— Source text —
************
I walk along the wall some more and I see in the dark the figure of a woman. I imagine it is my mother but it doesn’t look like her. This woman is old and tiny and seems unwell. She tells me there is mud in her stomach. I tell her I will get my beloved father olam haba to help her and she tells me he is no longer inside the synagogue. I remember where the door is and then I am upon it, a small wooden door like the door to a house not very like the door to a synagogue at all.

Outside it is a bright spring day. I can’t see for the sun is in my eyes.

Soon I am walking the street in my town of Sniatyn. I know somehow my mother no longer lives in our house, she lives in one of the neighbors houses now. I remember the house but I have never been through the door. It is ordinary and painted white and I wonder how it will feel to be inside. As I walk to it my feet leave the ground, I float and drift in the air and soon I am above the roof tops. I know it will be easy to find my father if I fly and so I learn to move my arms and feet to turn this way and that, the houses pass beneath me faster and faster. I am beset by sadness because I never knew I could fly and I think about how different my life would be if only I had known.
************
— Records provided —
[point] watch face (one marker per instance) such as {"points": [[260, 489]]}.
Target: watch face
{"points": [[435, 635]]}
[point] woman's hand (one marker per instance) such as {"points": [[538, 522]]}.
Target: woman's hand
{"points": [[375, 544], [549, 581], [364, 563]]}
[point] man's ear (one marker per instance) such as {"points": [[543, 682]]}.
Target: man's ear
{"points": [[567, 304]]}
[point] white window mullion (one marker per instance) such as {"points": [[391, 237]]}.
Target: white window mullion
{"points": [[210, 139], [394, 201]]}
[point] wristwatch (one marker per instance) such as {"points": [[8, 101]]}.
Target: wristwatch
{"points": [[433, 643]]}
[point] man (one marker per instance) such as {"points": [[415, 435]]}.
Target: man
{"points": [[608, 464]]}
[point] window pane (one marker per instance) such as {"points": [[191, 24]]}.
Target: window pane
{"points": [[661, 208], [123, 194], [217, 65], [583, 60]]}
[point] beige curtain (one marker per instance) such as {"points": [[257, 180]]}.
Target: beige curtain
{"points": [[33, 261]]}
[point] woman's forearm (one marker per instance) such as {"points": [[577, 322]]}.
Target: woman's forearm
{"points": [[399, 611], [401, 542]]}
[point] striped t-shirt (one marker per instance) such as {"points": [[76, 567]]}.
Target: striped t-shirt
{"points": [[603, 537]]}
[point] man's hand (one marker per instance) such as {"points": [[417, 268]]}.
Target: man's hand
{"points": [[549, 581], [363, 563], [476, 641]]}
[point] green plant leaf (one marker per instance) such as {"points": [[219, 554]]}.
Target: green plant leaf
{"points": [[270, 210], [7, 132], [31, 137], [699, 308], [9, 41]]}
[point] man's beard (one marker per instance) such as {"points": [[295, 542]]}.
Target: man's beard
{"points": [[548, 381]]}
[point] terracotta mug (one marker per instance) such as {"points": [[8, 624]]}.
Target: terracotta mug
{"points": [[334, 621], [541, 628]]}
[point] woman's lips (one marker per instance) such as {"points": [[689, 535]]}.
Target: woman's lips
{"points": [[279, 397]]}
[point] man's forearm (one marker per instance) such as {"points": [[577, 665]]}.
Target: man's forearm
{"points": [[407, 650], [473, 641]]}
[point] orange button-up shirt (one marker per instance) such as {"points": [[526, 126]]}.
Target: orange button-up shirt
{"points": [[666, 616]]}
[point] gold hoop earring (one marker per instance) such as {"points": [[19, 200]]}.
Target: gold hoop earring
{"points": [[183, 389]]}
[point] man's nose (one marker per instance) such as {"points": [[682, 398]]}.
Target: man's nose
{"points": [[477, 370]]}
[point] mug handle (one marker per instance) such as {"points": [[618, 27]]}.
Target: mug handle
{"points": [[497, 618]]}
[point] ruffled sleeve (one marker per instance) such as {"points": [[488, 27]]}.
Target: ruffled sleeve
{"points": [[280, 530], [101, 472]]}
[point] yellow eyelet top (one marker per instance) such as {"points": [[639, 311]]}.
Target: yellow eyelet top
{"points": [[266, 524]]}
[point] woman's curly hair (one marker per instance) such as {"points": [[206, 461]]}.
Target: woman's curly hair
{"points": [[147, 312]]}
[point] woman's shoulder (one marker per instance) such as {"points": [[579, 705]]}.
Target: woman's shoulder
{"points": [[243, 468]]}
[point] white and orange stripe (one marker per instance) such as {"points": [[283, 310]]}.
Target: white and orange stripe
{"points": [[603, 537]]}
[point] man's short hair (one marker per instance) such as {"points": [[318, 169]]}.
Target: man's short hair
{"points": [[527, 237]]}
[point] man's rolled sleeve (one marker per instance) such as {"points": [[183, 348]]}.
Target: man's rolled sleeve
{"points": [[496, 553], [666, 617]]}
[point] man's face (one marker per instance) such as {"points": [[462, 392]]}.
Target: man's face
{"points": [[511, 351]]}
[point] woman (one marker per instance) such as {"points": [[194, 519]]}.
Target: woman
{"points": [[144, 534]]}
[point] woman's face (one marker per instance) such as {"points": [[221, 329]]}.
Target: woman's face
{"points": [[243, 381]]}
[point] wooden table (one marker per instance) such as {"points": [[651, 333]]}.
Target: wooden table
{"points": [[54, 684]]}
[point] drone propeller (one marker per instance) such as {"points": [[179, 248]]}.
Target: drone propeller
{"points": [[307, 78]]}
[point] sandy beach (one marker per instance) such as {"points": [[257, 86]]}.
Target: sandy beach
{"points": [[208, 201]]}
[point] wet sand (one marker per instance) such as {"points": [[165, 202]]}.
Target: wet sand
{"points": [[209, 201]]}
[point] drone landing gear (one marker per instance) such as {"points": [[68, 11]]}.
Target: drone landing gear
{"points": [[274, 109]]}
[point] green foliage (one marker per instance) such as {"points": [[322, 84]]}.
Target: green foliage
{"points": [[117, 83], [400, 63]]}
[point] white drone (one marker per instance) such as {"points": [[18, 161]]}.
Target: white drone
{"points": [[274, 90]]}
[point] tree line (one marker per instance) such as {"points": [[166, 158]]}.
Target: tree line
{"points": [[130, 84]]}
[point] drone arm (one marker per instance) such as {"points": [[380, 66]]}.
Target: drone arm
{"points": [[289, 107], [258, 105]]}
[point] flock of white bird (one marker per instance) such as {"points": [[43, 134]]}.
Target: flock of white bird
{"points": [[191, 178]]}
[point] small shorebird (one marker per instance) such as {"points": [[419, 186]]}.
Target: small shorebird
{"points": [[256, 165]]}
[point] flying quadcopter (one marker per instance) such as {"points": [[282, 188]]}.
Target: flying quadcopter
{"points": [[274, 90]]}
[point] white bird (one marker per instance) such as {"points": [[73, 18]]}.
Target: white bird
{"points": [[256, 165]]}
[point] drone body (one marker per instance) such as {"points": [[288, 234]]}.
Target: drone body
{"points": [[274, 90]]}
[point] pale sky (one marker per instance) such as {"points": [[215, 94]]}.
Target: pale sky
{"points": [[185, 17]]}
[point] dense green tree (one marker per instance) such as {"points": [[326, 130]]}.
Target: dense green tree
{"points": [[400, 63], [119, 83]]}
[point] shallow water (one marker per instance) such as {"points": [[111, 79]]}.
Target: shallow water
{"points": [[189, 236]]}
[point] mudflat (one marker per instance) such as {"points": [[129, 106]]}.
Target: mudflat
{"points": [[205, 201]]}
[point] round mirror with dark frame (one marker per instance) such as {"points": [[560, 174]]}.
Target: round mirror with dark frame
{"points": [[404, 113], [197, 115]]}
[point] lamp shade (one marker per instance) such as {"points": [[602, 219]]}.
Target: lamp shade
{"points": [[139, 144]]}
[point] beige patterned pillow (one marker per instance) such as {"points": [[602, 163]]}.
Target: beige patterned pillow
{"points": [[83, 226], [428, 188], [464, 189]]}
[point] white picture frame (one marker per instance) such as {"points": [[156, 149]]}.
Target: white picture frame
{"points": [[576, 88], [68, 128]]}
************
— Stated exercise —
Carry on the dream narrative set in Sniatyn, starting right after its final sentence. None of the entries has any bearing on what you are asked to do.

— Exercise result —
Now I am afraid because I am going higher and I cannot stop myself. I see a big city now, across the river. I don’t why its there because Sniatyn is a small town with nothing around it but hills and the river. I feel a lurch and I begin to fall. It takes a long time but I am calm, I spin and tumble like I am under water. I wonder why I am not worried. I drift toward the city on my way down but I think I am going to fall into the river instead. This is a relief because if I land on the ground I might get hurt but the river is just water and will break my fall. I think I will be safe if I hold my breath.

Image Source: “Sniatyn. Rooftop view. Circa 1910.” from Zwierzanski Website. Original source unknown.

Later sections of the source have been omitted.